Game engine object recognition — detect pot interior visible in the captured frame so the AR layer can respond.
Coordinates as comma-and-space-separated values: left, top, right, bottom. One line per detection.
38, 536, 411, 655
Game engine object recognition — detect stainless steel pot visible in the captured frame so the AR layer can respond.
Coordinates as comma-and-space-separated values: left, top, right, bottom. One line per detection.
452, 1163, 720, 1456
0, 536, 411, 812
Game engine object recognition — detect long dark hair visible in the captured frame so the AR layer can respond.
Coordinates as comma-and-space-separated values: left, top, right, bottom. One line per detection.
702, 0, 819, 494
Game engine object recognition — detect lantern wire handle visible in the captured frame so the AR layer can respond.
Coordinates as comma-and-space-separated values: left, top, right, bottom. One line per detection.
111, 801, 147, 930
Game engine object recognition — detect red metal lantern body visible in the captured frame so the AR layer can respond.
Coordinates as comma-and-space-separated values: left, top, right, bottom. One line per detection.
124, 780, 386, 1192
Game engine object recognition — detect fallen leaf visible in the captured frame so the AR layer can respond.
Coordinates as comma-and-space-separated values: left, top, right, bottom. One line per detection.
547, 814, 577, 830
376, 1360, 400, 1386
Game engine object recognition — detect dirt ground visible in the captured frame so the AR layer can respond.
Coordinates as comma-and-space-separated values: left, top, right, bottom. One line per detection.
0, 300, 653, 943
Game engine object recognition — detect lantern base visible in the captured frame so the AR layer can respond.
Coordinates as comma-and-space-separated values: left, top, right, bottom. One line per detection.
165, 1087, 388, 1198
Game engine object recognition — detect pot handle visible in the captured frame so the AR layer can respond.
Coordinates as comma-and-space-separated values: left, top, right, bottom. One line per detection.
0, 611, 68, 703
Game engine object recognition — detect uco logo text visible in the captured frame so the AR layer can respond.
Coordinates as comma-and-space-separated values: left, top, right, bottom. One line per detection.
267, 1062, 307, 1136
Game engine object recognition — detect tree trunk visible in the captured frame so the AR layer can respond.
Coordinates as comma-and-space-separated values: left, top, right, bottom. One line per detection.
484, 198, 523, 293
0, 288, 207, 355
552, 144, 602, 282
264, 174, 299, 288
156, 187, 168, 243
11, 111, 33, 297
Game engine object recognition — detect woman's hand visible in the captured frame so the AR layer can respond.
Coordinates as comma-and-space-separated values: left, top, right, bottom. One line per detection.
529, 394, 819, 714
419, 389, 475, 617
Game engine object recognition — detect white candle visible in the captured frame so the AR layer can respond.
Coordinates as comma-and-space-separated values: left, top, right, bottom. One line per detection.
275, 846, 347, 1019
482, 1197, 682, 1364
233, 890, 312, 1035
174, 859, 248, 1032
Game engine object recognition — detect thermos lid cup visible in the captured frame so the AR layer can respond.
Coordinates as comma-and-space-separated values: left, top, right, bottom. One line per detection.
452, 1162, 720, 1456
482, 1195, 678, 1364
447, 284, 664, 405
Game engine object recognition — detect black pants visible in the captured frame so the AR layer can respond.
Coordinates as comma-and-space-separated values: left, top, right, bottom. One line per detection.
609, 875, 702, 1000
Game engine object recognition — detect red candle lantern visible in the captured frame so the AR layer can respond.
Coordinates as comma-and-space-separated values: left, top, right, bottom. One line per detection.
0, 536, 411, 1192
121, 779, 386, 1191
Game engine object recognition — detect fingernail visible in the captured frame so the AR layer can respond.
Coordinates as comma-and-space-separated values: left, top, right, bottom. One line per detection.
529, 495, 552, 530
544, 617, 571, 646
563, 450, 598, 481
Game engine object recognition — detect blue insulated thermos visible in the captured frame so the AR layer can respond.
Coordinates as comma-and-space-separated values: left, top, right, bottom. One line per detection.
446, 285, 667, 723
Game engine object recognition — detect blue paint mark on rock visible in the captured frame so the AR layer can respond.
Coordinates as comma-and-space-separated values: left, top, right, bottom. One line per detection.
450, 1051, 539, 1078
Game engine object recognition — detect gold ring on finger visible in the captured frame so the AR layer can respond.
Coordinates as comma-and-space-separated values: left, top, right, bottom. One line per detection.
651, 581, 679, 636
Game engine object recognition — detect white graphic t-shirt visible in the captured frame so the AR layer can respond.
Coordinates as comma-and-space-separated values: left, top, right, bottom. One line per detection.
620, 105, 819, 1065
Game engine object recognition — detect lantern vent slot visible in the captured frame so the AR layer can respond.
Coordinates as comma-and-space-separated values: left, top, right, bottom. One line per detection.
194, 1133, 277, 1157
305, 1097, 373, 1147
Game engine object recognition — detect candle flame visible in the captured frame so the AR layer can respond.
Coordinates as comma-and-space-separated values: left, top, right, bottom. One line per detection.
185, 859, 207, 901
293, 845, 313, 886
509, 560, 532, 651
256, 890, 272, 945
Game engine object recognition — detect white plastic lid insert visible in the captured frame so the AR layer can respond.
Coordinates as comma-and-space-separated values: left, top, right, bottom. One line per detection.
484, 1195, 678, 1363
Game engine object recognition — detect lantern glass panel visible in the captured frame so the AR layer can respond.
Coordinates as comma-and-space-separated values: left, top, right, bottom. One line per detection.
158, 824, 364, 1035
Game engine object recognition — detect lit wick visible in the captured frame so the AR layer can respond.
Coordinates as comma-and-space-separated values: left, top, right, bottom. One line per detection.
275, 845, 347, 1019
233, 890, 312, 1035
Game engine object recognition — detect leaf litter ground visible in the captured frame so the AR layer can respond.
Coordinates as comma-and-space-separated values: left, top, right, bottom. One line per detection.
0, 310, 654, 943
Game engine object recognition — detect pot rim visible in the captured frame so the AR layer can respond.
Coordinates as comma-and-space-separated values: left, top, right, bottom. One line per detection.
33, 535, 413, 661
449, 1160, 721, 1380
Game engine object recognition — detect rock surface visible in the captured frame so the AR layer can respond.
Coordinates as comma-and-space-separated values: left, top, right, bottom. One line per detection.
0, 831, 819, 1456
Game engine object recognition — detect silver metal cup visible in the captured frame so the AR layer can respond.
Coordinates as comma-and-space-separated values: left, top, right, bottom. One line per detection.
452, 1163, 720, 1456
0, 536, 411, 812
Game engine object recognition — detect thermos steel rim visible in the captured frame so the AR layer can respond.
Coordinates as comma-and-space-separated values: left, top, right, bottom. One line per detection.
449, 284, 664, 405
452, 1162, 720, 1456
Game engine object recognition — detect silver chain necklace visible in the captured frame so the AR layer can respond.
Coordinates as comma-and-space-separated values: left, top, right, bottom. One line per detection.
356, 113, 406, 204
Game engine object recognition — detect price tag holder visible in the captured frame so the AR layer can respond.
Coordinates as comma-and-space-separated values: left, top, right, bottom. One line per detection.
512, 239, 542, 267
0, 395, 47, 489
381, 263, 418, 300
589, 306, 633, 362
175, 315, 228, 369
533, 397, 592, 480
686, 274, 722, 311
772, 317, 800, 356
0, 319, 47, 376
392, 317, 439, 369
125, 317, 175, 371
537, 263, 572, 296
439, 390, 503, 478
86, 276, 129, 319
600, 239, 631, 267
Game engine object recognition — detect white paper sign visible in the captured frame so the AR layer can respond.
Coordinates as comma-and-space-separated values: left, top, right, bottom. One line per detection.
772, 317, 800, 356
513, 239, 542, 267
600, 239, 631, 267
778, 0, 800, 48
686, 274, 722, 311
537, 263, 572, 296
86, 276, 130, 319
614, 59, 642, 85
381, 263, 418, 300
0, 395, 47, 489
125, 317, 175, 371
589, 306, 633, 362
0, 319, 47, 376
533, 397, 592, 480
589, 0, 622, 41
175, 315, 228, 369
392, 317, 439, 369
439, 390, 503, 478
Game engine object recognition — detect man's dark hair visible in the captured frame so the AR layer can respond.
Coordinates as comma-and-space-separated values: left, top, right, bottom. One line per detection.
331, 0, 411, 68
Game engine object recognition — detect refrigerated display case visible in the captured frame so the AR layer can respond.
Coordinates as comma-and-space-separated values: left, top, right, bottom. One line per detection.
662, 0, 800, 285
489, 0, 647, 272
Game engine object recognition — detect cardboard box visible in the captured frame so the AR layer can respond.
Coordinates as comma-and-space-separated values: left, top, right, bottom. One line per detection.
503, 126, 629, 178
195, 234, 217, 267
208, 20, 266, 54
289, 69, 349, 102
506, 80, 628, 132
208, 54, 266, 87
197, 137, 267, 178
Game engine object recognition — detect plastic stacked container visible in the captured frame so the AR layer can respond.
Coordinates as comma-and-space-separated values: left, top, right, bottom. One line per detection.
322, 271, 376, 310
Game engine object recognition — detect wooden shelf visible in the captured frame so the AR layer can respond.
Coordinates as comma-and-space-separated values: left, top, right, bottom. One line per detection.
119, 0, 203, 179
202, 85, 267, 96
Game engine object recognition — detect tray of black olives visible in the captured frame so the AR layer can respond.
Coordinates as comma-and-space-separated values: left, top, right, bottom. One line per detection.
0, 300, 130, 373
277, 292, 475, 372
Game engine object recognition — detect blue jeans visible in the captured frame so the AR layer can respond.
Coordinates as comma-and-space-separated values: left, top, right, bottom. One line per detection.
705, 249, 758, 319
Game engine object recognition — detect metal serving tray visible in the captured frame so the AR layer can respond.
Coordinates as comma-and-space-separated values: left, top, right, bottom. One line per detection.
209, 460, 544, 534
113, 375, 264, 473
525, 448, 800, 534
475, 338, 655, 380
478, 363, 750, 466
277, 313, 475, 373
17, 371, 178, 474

* * * * * * *

### What is needed:
Rewrite the lines between the one holding "Game engine object recognition — detect cardboard" and the one holding "197, 137, 267, 178", inclusive, putting "storage crate" in place of "cardboard box" and keeping everything else unchanged.

### Solution:
Game engine object recognition — detect storage crate visible in the captured frame so the AR layer can respond.
Coordinates as comma-and-space-separated values: left, top, right, bottom. One line per detection.
503, 126, 629, 178
195, 234, 217, 267
208, 20, 266, 54
289, 69, 349, 102
506, 80, 628, 132
208, 54, 266, 87
197, 137, 267, 178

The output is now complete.